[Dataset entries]
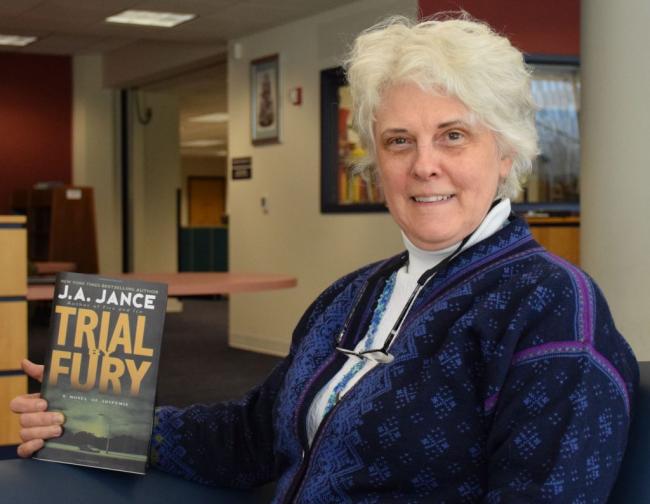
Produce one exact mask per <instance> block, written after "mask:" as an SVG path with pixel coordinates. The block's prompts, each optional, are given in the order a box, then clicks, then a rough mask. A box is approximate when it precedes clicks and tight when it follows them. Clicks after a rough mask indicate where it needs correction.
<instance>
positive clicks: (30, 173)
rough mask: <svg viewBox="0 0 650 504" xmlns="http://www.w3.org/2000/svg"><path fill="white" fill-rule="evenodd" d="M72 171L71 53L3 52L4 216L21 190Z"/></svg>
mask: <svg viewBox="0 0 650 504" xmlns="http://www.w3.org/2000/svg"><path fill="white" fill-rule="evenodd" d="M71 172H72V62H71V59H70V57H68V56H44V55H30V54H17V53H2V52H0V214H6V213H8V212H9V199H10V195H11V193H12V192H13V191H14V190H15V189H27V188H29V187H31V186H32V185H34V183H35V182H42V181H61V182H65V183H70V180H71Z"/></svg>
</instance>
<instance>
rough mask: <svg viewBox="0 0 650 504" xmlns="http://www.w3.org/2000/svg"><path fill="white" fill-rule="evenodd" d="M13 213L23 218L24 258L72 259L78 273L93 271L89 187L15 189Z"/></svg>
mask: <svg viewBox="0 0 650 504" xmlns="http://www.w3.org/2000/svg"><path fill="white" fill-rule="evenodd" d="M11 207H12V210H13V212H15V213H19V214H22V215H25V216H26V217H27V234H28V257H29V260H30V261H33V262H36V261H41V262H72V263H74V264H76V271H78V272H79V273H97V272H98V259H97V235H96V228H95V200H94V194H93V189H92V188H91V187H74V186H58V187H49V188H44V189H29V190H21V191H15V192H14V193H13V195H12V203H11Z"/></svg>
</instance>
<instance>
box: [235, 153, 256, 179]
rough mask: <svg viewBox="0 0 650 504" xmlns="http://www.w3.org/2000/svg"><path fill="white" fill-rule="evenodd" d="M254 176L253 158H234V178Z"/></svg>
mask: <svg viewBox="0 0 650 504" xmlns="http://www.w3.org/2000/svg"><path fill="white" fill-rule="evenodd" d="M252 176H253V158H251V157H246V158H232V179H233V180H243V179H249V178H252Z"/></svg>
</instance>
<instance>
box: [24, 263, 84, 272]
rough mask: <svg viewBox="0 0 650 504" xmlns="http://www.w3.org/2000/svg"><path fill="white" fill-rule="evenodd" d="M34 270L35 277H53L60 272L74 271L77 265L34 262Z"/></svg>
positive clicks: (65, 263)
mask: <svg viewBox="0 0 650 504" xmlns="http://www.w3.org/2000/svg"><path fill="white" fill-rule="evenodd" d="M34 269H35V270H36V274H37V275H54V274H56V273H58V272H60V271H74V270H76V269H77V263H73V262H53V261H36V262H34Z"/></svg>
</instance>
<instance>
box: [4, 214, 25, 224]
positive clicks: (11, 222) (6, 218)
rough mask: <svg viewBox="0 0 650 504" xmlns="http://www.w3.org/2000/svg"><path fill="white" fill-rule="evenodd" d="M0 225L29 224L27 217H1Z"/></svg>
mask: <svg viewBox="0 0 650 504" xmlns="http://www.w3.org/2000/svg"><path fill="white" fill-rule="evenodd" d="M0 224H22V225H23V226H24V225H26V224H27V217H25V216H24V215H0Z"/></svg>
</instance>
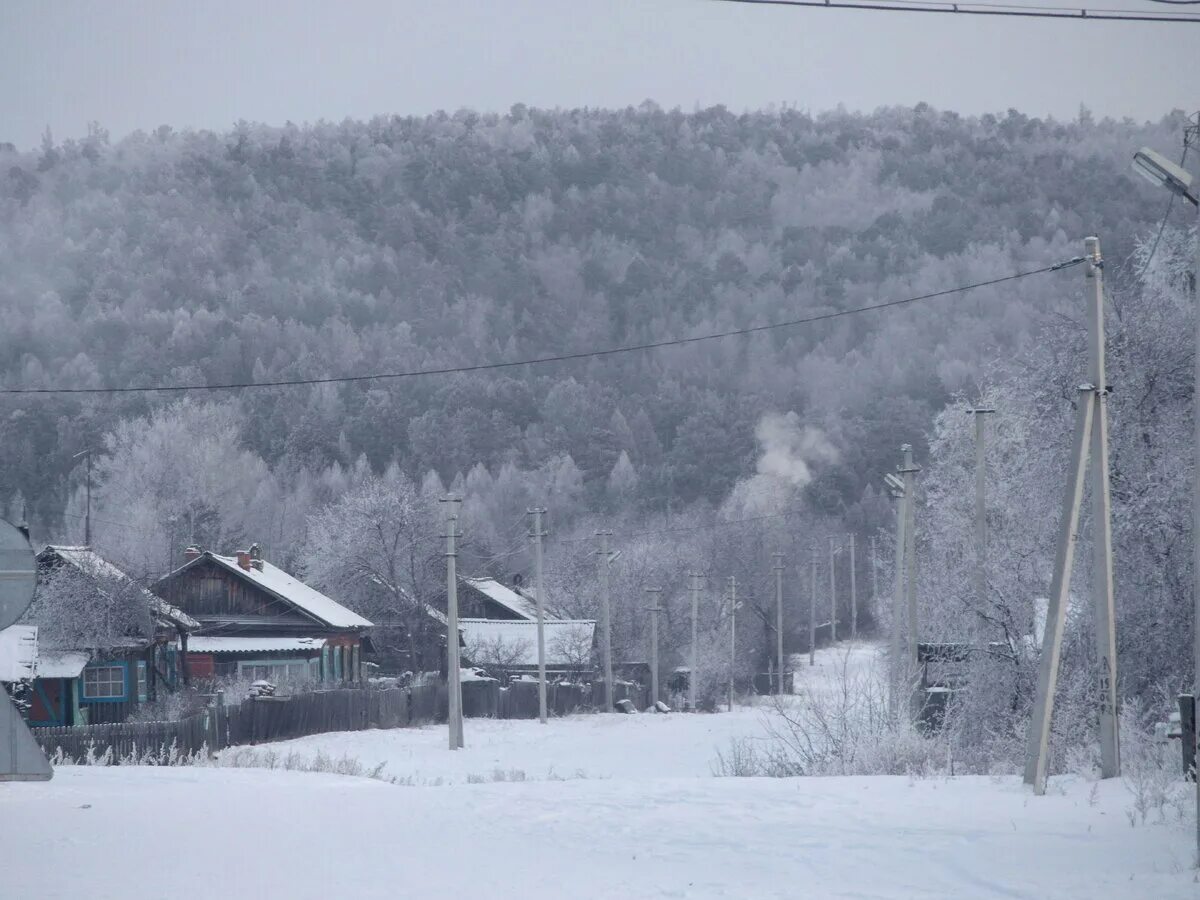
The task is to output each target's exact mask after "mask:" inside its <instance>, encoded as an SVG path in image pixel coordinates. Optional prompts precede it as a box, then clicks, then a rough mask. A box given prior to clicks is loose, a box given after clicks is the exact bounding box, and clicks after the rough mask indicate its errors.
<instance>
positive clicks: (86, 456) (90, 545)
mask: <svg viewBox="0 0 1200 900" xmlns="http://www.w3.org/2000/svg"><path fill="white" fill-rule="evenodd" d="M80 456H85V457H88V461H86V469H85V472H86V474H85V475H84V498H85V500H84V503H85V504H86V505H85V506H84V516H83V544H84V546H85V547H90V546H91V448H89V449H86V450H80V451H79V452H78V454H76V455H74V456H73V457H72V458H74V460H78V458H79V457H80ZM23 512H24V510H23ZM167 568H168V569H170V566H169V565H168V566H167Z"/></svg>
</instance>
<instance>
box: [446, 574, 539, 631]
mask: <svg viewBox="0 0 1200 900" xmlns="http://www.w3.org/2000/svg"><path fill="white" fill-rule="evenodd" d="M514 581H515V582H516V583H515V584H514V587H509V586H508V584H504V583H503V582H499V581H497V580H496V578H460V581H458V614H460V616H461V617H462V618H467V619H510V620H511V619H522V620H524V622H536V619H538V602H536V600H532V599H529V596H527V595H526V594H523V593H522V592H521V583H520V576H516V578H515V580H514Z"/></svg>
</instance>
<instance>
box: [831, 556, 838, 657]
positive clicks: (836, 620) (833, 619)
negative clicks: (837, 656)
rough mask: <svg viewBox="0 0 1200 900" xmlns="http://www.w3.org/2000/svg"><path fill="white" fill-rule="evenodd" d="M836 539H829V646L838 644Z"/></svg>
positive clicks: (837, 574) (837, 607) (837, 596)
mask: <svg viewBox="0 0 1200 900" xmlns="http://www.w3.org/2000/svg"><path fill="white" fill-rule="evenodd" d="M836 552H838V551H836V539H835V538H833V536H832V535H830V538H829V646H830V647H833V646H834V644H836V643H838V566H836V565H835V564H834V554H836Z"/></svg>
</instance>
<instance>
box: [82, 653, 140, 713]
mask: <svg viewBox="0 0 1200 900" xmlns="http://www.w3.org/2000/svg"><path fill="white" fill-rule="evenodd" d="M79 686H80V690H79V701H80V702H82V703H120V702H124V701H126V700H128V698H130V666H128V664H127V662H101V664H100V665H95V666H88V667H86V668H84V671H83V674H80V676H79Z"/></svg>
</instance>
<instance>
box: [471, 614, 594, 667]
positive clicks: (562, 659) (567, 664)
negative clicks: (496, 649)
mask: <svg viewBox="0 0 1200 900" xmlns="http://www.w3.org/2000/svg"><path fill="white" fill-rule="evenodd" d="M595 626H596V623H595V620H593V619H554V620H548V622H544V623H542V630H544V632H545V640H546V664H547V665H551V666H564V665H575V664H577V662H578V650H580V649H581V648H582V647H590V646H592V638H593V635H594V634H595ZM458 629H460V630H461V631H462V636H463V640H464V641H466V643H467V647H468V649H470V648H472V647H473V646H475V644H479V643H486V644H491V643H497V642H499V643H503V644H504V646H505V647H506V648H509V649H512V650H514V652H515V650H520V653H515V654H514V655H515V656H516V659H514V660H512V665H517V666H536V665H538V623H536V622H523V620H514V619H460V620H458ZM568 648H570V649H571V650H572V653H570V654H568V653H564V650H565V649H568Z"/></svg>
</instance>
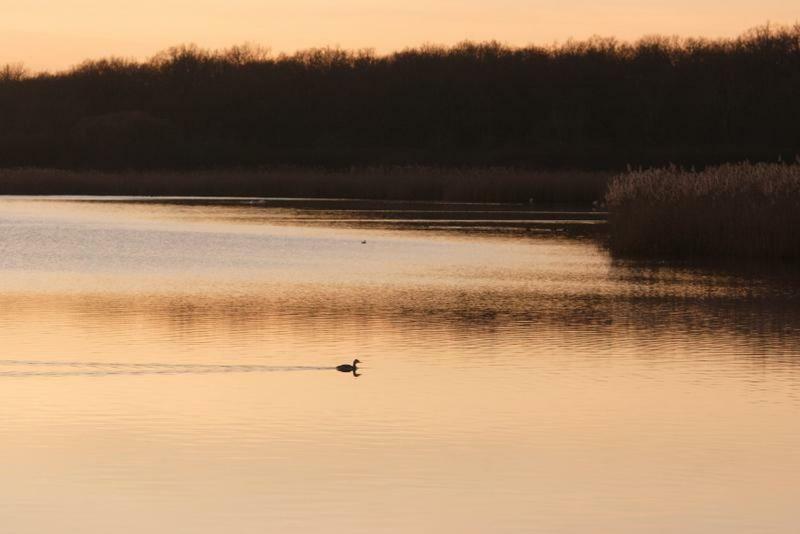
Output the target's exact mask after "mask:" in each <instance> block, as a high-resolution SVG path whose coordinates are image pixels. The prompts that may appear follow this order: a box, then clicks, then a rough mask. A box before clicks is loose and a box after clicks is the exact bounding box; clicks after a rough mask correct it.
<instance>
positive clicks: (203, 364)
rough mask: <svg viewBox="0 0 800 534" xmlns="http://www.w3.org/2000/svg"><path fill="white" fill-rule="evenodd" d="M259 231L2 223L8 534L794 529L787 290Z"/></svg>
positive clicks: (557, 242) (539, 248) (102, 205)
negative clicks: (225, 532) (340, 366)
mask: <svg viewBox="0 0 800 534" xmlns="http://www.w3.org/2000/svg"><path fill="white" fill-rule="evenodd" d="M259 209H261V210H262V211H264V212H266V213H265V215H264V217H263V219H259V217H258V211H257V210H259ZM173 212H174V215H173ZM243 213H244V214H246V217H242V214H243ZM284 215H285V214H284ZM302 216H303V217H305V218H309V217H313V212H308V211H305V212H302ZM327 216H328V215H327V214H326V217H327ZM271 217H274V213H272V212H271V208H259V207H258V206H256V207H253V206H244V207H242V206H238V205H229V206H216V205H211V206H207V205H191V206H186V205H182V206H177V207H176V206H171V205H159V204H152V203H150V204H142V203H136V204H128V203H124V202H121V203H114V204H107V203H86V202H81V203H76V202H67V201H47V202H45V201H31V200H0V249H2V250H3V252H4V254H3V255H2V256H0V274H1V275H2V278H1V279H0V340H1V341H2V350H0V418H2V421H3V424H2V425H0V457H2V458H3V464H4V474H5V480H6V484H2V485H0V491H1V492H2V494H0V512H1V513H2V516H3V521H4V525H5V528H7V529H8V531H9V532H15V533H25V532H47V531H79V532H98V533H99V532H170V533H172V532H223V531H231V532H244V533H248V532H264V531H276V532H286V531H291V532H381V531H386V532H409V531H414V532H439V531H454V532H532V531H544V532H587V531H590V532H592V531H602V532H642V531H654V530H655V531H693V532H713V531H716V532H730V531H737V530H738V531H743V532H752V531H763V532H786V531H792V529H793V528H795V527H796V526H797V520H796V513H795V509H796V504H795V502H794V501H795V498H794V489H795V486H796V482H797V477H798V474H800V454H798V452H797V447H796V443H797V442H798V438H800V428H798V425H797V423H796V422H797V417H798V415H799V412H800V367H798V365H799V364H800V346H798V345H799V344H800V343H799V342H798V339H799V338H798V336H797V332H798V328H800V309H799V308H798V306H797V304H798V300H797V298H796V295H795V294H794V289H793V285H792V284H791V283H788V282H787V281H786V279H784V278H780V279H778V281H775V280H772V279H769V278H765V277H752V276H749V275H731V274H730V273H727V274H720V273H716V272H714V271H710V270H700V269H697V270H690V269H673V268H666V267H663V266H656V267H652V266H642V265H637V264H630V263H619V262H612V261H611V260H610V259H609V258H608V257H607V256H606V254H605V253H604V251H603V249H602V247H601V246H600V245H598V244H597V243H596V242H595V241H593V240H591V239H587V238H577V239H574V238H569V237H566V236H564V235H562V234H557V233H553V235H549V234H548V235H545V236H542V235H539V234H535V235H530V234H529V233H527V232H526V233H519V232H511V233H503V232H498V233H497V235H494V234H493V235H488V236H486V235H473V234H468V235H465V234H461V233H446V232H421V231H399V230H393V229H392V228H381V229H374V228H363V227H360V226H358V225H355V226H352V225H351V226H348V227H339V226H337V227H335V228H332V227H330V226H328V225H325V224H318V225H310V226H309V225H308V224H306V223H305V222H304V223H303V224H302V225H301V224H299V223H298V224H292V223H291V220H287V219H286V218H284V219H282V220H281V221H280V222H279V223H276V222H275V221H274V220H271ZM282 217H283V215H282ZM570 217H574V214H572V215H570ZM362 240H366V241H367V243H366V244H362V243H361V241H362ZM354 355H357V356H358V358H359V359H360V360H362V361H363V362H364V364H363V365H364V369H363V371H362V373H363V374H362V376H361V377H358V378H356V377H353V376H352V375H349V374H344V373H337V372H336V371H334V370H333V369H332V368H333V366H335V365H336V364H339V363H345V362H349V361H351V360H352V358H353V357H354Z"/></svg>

— Your assignment —
Work out how many lines of the data above contain the string "each" and give the number alone.

— Task response —
3